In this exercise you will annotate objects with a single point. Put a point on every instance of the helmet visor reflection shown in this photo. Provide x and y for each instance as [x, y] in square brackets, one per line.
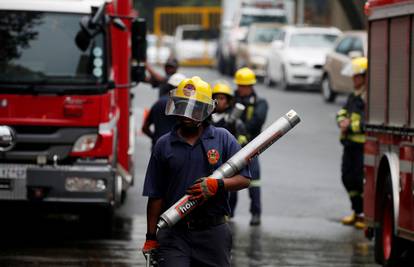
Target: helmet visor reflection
[189, 108]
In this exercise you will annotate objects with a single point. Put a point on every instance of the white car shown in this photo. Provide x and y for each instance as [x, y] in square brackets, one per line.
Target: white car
[297, 56]
[194, 45]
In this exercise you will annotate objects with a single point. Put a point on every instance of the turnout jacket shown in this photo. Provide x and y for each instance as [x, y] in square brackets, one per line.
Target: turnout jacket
[354, 109]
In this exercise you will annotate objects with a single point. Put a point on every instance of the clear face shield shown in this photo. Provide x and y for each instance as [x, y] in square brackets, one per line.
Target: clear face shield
[196, 106]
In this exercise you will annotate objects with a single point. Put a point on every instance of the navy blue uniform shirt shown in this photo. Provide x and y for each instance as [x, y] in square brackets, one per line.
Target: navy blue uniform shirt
[175, 165]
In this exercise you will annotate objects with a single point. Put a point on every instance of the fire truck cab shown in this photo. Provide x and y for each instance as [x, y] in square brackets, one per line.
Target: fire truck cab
[389, 150]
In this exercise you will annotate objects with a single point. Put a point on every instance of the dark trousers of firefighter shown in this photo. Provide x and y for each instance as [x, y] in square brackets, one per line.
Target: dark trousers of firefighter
[210, 247]
[353, 174]
[254, 191]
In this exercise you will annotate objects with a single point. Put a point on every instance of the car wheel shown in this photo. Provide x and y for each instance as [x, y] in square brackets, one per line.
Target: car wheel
[326, 90]
[388, 247]
[283, 84]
* * * * * * *
§ What you will do
What is needed is an exact copy of every record above, minus the images.

§ Task answer
In this exercise you will annotate objects with a single point. Put a point on every instance of the helmet visor reflection shown in this photo. Provide x and y for each instance as [x, y] in square brackets, one per line.
Target: helmet visor reflection
[189, 108]
In this exercise you will annotate objects with a single point. Put a point on every instance of the white car shown in this photo. Provide x and y for each instance as [x, y] in square brackets, one per line.
Target: white car
[297, 56]
[194, 45]
In this exercise you will annotate objects with a single point. Put a point on every instance of the turnout jacket shown in this photo. Provide x and y for each instance as [x, y] in square brackets, one per line.
Target: turnout jacket
[354, 109]
In this exercise you will annotate objects with a single point. Put a point on every instance of the clear face shield shown in this photo. Provide x and y for each instance as [x, y] in square brackets, one per line.
Target: clear face shield
[196, 106]
In this exercise you will annotate objects with a single point. Put a point on every instance of the navy blue uniform shirt shown in this photo. Provide x and y for each instance as [x, y] in square brackets, one per line.
Target: navy blue uniform shirt
[175, 165]
In this exercise you will annotate objects with a single point. Put a point on every instance of the fire truck cab shown in this photo. Provide x and y for each instance as [x, y] in square brackets, one per line.
Target: fire truck cab
[389, 150]
In this exercise you will annotate objects with a single point. Put a point on every instance of the dark trousers of firefighter shown in this photo. Provide x and y for each instance as [x, y] in square brackets, one per line.
Target: dark trousers of firefighter
[210, 247]
[353, 174]
[254, 191]
In this exercise you will annotate objects with a single point. Put a point on every instance of the car wheel shown in this photo. Provide x and y for each instance as [x, y] in square brackets, one per line.
Target: car wheel
[326, 90]
[388, 247]
[283, 84]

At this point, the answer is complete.